> _AIM OF THE EXERCISE_:
Extend the bus-commute post below, starting right after its final line.

### TEXT UNDER STUDY

Me, I'm fine, but I'm without a car (and I opted out of the rental car coverage, and she has no insurance to reimburse me for one), so in the name of frugality I start taking the bus. I go against traffic on my daily drive, so there aren't many routes, but there is one. It makes 93 stops between Downtown Riverside and my place of work. It takes about 2 hours 15 minutes with walking time. That's over an hour and a half longer than my commute driving. I'm on the bus with a few other people who make the same trip. Right now my life consists of waking up, walking to the bus, sitting on the bus, going to work, walking back to the bus, taking it home, walking home, eating a small meal, and going to bed to repeat the process tomorrow. Not to mention last night the bus was 2 hours late because of flash floods in Riverside. I got home after my bed time. Everyone this morning was taxed by pretty much all definitions of the word. Night class? Studying for that certificate to get a promotion? Reading a fucking novel? Ain't nobody got time for that.

2 comments

You do have time to read, though. You just stated you have 2 hours on a bus.

######
### RAW DATA

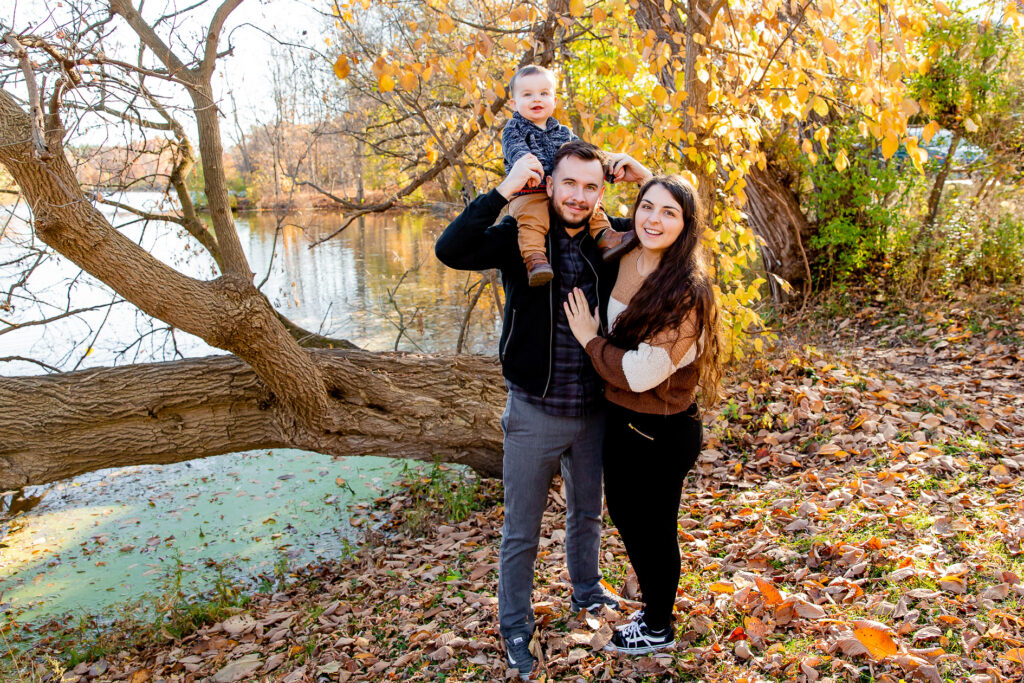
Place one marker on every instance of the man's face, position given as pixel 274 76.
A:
pixel 576 187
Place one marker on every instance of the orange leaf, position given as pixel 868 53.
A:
pixel 341 68
pixel 770 593
pixel 876 638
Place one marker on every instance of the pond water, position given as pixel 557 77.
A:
pixel 85 545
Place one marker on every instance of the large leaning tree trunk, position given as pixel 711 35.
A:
pixel 274 393
pixel 774 214
pixel 271 393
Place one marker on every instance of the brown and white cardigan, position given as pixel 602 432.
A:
pixel 659 376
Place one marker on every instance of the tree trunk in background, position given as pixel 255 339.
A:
pixel 924 241
pixel 940 181
pixel 399 406
pixel 774 215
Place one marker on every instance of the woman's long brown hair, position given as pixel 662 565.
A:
pixel 681 283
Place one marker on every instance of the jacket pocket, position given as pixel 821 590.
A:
pixel 508 339
pixel 642 433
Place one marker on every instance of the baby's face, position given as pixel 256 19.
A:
pixel 534 98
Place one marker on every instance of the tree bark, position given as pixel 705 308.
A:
pixel 400 406
pixel 774 215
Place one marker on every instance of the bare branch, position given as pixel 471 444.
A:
pixel 213 36
pixel 22 358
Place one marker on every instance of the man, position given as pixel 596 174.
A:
pixel 554 417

######

> _EXERCISE ANSWER_:
True, and I'm already 10 chapters into Moby Dick, but it's just not the best environment for that. It feeds back into the article. There's a reason studying is synonymous with a quiet place, or with people also studying with you. Doing it under less ideal circumstances than that creates overhead on your attempts to "get ahead" that people with means do not have to deal with. Not making excuses for myself, I am of means, but I can definitely see how an uphill situation quickly becomes a complete vertical situation.
I've been making some good progress coding on the bus, fwiw... but a new, light-ish laptop with battery life certainly helps with that, so that's more an argument for why more people with means should be taking the bus more rather than any kind of dismissal of your thesis.
(Sorry for the late reply) I spent too much time over the past few months putting a budget together, and I'm about to head back to school to finish the last year of my degree while working, after which I'm likely getting married, so I'm being frugal. My response to my car crash was, "get through this spending as little money as possible. Also make going without a car hurt so that paying for rental car coverage next time is easier". I also thought the ordeal would be handled by my insurance by last Friday, but the police report hasn't been finished and is holding everything up.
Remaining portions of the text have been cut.